[THE PROBLEM] Can you reproduce the passage of the article on Florida's genetically modified mosquitoes from "In June, a collection" to "mosquitoes in 2021.", word for word?

[DOCUMENT SECTION]

★ ★ ★ ★ ★

Florida approves plan to release genetically modified mosquitoes

Florida moves forward with contentious plan to release 750million genetically modified mosquitoes to help lessen the spread of disease

  • A biotech firm has been approved to release 750million mosquitoes in Florida
  • They contain a protein that lessens the survival rate of female offspring
  • The team hopes the insects will lower overall mosquito populations and decrease the spread of disease through mosquito bites

State regulators in Florida have approved a plan to release 750million genetically modified mosquitoes they hope could lessen the spread of disease.

Designed by the British biotech firm Oxitec, the mosquitos have been modified to pass on a particular protein when they mate, which lowers the survival chances for female offspring.

With fewer females in each subsequent generation, the researchers hope overall mosquito populations in the region will decrease along with reductions in the transmission rates of disease passed through mosquito bites.

Florida regulators have approved a plan to release 750million genetically modified Aedes aegypti mosquitoes in Monroe County as part of a testing to control mosquito populations

The modified mosquitoes – from the Aedes aegypti species – are all male and the company contends that because only female mosquitoes can bite, there is no risk to humans to releasing them.

The Environmental Protection Agency approved Oxitec’s plan in May, and Florida’s department of agriculture and consumer services gave the plan a greenlight a month later, according to a report in The Guardian.

The mosquitoes will be released across Monroe County in southern Florida, an area that includes the Florida Keys, later this summer.

The plan has been contentious, with some environmental advocacy groups arguing the EPA hasn’t adequately researched the potential consequences of releasing genetically modified mosquitoes into the wild.

‘People here in Florida do not consent to the genetically engineered mosquitoes or to being human experiments,’ Barry Wray of the Florida Keys Environmental Coalition said.

In June, a collection of environmental advocacy groups filed a suit against the EPA to stop the tests from going forward, alleging the agency had violated the Endangered Species Act by approving the project without sufficient vetting.

Developed by the British biotech firm Oxitec, the mosquitos contain a protein that lowers the chances of survival for female offspring, which could lead to a gradual decline in overall mosquito populations and reduce the spread of mosquito-born diseases

Jaydee Hanson of the International Center for Technology Assessment and Center for Food Safety described it as the equivalent of a ‘Jurassic Park experiment’ and claimed the EPA had ‘unlawfully refused to seriously analyze environmental risks.’

Despite the objections, Oxitec has secured EPA approval for further testing in Harris county, Texas, where it plans to release even more mosquitoes in 2021.

If the mosquitoes prove effective, Oxitec hopes they can be used in regions with high prevalence of mosquito-born diseases like Dengue fever and Zika virus.

★ ★ ★ ★ ★

[DATASET CONTENT]

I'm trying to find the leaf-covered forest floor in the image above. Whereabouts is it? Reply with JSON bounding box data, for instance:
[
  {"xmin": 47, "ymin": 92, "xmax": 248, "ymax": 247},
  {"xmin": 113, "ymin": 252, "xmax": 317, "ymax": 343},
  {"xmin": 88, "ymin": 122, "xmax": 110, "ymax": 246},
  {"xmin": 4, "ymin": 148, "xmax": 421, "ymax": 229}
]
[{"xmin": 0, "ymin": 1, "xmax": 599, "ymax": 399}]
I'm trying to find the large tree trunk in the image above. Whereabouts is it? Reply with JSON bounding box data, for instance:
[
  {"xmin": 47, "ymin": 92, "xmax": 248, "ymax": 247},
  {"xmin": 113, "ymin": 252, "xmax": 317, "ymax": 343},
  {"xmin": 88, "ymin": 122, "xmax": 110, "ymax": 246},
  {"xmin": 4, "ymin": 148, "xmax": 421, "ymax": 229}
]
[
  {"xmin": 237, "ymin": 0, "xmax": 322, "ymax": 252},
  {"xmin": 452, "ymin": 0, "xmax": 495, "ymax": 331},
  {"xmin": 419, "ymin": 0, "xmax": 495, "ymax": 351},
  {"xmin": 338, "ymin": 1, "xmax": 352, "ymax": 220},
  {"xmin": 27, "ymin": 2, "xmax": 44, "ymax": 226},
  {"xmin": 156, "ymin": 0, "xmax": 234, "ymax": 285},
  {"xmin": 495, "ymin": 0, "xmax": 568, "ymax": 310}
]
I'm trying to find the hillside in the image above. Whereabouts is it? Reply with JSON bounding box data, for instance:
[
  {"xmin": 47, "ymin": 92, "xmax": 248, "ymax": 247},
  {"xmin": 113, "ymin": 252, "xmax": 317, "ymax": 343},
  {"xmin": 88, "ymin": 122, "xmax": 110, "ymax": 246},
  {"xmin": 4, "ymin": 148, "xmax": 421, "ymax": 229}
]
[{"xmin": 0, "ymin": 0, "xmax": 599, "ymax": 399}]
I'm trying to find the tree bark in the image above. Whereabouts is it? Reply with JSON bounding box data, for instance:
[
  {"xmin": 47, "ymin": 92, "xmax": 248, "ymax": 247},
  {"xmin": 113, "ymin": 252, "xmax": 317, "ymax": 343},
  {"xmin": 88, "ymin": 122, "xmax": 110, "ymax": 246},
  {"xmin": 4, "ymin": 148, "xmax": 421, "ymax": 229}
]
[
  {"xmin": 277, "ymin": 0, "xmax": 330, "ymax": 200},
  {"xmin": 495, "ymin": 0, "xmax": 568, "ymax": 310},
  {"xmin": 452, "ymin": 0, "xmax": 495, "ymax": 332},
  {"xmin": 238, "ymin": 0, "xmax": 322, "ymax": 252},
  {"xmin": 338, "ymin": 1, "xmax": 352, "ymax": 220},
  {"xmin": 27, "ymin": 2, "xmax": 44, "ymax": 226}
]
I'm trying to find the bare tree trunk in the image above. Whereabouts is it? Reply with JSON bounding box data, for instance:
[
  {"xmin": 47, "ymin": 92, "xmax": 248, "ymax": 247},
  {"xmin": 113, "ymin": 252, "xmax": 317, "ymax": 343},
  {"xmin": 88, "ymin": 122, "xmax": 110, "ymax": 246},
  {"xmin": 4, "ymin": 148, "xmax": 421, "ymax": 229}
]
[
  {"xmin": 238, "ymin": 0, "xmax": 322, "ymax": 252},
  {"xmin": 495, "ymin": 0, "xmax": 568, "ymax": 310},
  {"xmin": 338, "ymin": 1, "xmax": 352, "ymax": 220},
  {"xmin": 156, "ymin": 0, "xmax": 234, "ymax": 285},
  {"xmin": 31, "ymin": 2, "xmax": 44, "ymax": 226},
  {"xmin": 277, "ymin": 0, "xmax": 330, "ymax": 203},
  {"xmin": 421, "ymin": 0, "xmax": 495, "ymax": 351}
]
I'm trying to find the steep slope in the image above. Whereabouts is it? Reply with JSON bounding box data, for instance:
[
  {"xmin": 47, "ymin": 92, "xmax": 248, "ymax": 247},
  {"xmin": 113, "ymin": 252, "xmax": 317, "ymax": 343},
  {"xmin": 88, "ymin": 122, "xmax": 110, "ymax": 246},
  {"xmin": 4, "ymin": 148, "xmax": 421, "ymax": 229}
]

★ ★ ★ ★ ★

[EXERCISE RESPONSE]
In June, a collection of environmental advocacy groups filed a suit against the EPA to stop the tests from going forward, alleging the agency had violated the Endangered Species Act by approving the project without sufficient vetting.

Developed by the British biotech firm Oxitec, the mosquitos contain a protein that lowers the chances of survival for female offspring, which could lead to a gradual decline in overall mosquito populations and reduce the spread of mosquito-born diseases

Jaydee Hanson of the International Center for Technology Assessment and Center for Food Safety described it as the equivalent of a ‘Jurassic Park experiment’ and claimed the EPA had ‘unlawfully refused to seriously analyze environmental risks.’

Despite the objections, Oxitec has secured EPA approval for further testing in Harris county, Texas, where it plans to release even more mosquitoes in 2021.